_EXTRACT TO READ:_
++++++

# T Top Instal Guy



## Whiskey16 (Feb 11, 2015)

Hey all,

I'm looking for a reputable guy (can be private or a local business) who will install a T Top on a 22' Pro Sport CC for a decent price. Needs to be a quality install that will last. 

Thanks,

Jake


----------



## floater1 (Oct 31, 2007)

We can install it for you at Livingston marine 850 375 0434


Sent from my iPhone using Tapatalk


----------



## X-Shark (Oct 3, 2007)

Be more specific Jake....... Does the top need to be built....or do you have one of those Chinese alum T-Top kits?


----------



## Whiskey16 (Feb 11, 2015)

X-Shark said:


> Be more specific Jake....... Does the top need to be built....or do you have one of those Chinese alum T-Top kits?


Good point. Yes, it needs to be built. I understand it may not be all that cheap, but I want it done right and at a reasonable price. Also, I don't want my boat out of service for a month+; it needs to be completed by an efficient mechanic/shop. It will be a canvas top with 4-6 rocket launchers; nothing sexy, but it needs to be solid. I've been looking at Blue Coral down in Pensacola, but I'm open to all suggestions.


----------



## Breeze Fabricators (Oct 2, 2007)

*Ttop builder*

Give us a call at 850 554 6172. We build all of the ttops with canvas and some of the hard tops you see at Harborview Marine on the new Nautic Star Boats!
$2400. for anodized and $3000. for the toughest powder coated finish in the industry!


----------



## Breeze Fabricators (Oct 2, 2007)

*Ttop picture*


----------



## sealark (Sep 27, 2007)

Take it to breeze. Great price for a complete T top.


----------



## bigtallluke (Jul 14, 2012)

I just had some work done at Emerald coast fabricators/Breeze fabricators, and I don't believe I will be going back. I won't bash anyone, as I don't believe in that.... but I won't go there again. I drove an hour and a half each way because I wanted it to be done by the best. The custom bends in the tower legs and the welding itself looks really good, so I'll give credit where it's due! They have an amazing reputation, so that's why I went. They might be a little to busy, and possibly getting complacent. Just my thoughts.


----------



## O-SEA-D (Jun 28, 2016)

bigtallluke said:


> I just had some work done at Emerald coast fabricators/Breeze fabricators, and I don't believe I will be going back. I won't bash anyone, as I don't believe in that.... but I won't go there again. I drove an hour and a half each way because I wanted it to be done by the best. The custom bends in the tower legs and the welding itself looks really good, so I'll give credit where it's due! They have an amazing reputation, so that's why I went. They might be a little to busy, and possibly getting complacent. Just my thoughts.


I had a very similar experience a few months ago. I didn't post about it because I know they have such a strong reputation. The reason I went there. Ended up with work that was completed not as I requested and a nice burn in my gel coat on my deck about the size of a dime. I think there quality of work ethic may be going down the drain. Just my two cents. Wouldn't recommend them at all.

++++++

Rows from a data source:

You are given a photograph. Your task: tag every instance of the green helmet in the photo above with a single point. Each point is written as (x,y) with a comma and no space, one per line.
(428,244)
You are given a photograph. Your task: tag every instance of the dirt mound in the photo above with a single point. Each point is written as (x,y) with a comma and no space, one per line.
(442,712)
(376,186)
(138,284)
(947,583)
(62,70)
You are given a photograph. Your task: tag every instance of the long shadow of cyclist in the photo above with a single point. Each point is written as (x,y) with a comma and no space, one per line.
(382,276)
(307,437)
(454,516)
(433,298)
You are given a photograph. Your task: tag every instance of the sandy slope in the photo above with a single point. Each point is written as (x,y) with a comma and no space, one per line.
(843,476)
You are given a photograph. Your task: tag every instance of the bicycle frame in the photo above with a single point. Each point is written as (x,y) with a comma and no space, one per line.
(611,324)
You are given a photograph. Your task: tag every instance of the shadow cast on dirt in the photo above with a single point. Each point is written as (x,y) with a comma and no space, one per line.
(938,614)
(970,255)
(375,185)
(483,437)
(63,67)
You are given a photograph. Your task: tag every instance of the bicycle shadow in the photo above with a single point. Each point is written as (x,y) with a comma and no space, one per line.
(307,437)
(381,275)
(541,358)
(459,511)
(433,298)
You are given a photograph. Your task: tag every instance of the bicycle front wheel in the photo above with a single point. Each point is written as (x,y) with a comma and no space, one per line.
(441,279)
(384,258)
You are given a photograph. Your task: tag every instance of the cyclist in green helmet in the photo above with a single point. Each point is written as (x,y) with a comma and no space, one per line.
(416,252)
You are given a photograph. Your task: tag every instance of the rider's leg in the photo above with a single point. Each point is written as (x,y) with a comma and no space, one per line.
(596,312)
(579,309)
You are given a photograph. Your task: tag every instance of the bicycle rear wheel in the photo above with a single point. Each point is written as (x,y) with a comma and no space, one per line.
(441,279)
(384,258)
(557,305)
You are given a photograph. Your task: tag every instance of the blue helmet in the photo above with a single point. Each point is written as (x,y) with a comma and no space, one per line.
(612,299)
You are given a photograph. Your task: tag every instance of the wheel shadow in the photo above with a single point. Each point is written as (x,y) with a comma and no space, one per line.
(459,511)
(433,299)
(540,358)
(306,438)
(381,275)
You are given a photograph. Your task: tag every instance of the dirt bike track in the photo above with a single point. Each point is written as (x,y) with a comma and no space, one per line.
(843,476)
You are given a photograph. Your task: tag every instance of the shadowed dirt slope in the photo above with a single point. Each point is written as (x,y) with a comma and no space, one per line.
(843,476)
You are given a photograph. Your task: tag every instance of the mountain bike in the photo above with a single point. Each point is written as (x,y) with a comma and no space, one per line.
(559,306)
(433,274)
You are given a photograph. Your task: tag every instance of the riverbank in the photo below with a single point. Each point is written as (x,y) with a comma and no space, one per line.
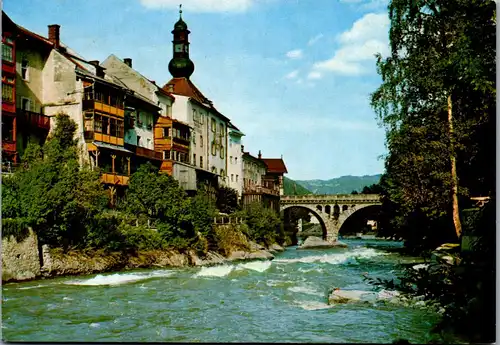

++++++

_JOBS:_
• A. In the T-top forum thread, what price does Breeze Fabricators quote for the powder coated finish?
• B. Decide whether each statement agrees with the T-top forum thread, answering yes or no and quoting the deciding words:
(i) Whiskey16 wants a canvas top with 4-6 rocket launchers.
(ii) The boat needing the top is a 24' Pro Sport CC.
(iii) bigtallluke found fault with the welding.
• C. Carry on the T-top forum thread from its last post.

_EXERCISE RESPONSES:_
• A. $3000

• B.
(i) Yes: "It will be a canvas top with 4-6 rocket launchers"
(ii) No: "a 22' Pro Sport CC"
(iii) No: "The custom bends in the tower legs and the welding itself looks really good"

• C.
----------



## O-SEA-D (Jun 28, 2016)

Was also way under quoted on my job and on delivery day my total was 250.00 more than quoted. I asked why and was told that the rigging in my t top was a birds nest. This is on a 2016 model boat with one anchor light and one spreader light.


----------



## Whiskey16 (Feb 11, 2015)

Sorry to hear you guys had a bad experience, but thank you for passing the info to other prospective customers. I'm in the process of clearing up some extra cash and then I'll be calling a few more places for quotes. For anyone who is interested, I called Blue Coral and was quoted for an 8' x 6' fabric T-Top (wired for electronics and with mounting pads for accessories) with 6 rod holders for $3050 + tax. They have a month + wait list and don't offer a military discount. They charge $150/ft of extra length/width if you want it longer/wider.


----------



## Splittine (Nov 24, 2007)

O-SEA-D said:


> Was also way under quoted on my job and on delivery day my total was 250.00 more than quoted. I asked why and was told that the rigging in my t top was a birds nest. This is on a 2016 model boat with one anchor light and one spreader light.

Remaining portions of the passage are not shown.